• Task instructions
Copy every one of the entries below line for line, changing nothing.

• Record excerpts
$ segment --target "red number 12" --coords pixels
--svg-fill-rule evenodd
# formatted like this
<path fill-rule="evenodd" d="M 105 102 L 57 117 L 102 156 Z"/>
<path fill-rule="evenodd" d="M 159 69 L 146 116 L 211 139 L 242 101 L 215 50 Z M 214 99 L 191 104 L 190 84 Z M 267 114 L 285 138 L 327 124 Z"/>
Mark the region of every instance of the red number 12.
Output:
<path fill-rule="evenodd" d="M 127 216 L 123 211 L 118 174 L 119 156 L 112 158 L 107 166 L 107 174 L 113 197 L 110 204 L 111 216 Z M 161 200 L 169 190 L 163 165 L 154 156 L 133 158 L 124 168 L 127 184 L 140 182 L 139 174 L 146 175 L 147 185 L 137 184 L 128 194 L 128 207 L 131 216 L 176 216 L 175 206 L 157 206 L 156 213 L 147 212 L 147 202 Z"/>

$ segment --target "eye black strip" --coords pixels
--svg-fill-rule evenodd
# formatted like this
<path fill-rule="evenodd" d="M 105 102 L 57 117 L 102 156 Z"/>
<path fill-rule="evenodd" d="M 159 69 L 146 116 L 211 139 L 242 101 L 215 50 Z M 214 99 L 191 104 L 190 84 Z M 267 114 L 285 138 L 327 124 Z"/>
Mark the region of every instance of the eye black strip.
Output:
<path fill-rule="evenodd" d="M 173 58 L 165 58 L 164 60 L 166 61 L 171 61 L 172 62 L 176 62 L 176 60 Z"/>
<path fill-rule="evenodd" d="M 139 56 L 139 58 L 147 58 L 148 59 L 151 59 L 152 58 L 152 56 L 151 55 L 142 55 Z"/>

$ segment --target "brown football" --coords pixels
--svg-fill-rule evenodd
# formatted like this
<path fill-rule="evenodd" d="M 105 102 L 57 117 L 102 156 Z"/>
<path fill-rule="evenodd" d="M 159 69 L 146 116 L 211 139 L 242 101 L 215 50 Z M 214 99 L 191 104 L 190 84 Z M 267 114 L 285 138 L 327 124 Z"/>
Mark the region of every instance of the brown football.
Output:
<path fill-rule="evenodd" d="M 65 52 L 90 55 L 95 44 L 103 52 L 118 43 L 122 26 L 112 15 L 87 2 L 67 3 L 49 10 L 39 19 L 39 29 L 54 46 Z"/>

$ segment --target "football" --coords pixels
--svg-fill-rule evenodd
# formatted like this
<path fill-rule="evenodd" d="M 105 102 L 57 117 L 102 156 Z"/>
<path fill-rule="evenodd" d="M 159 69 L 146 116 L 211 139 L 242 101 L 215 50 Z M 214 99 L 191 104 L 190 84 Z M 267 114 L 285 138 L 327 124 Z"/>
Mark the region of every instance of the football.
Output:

• Task response
$ segment --target "red number 12" --coords pixels
--svg-fill-rule evenodd
# formatted like this
<path fill-rule="evenodd" d="M 105 102 L 57 117 L 102 156 Z"/>
<path fill-rule="evenodd" d="M 159 69 L 146 116 L 211 139 L 242 101 L 215 50 Z M 214 99 L 191 104 L 190 84 Z M 267 114 L 285 138 L 327 124 Z"/>
Mark the region of every instance of the red number 12.
Output:
<path fill-rule="evenodd" d="M 127 216 L 123 211 L 118 174 L 119 156 L 112 158 L 107 166 L 107 174 L 113 197 L 110 204 L 111 216 Z M 161 200 L 169 190 L 163 165 L 154 156 L 133 158 L 124 168 L 127 184 L 140 182 L 139 174 L 146 175 L 147 185 L 137 184 L 128 194 L 128 207 L 131 216 L 176 216 L 175 206 L 157 206 L 156 213 L 147 212 L 147 202 Z"/>

$ segment --target "eye black strip" --coords pixels
--svg-fill-rule evenodd
# formatted like this
<path fill-rule="evenodd" d="M 105 102 L 57 117 L 102 156 Z"/>
<path fill-rule="evenodd" d="M 159 69 L 146 116 L 211 139 L 242 101 L 215 50 Z M 214 99 L 191 104 L 190 84 Z M 267 114 L 285 138 L 327 124 Z"/>
Mark the region of every instance of the eye black strip.
Output:
<path fill-rule="evenodd" d="M 173 58 L 165 58 L 164 60 L 166 61 L 171 61 L 172 62 L 176 62 L 176 60 Z"/>
<path fill-rule="evenodd" d="M 139 56 L 139 58 L 147 58 L 148 59 L 151 59 L 152 58 L 152 56 L 151 55 L 142 55 Z"/>

$ segment --target "brown football" --coords pixels
--svg-fill-rule evenodd
# formatted like this
<path fill-rule="evenodd" d="M 105 102 L 57 117 L 102 156 Z"/>
<path fill-rule="evenodd" d="M 159 69 L 146 116 L 211 139 L 242 101 L 215 50 Z M 214 99 L 191 104 L 190 84 Z M 267 114 L 285 138 L 327 124 Z"/>
Mark the region of every instance of the brown football.
Output:
<path fill-rule="evenodd" d="M 65 52 L 90 55 L 95 44 L 103 52 L 118 43 L 122 26 L 112 15 L 87 2 L 67 3 L 49 10 L 39 19 L 39 29 L 54 46 Z"/>

$ segment --target "football" --coords pixels
--svg-fill-rule evenodd
# formatted like this
<path fill-rule="evenodd" d="M 105 102 L 57 117 L 102 156 Z"/>
<path fill-rule="evenodd" d="M 159 69 L 146 116 L 211 139 L 242 101 L 215 50 Z M 214 99 L 191 104 L 190 84 Z M 267 114 L 285 138 L 327 124 Z"/>
Mark the region of every instance of the football.
Output:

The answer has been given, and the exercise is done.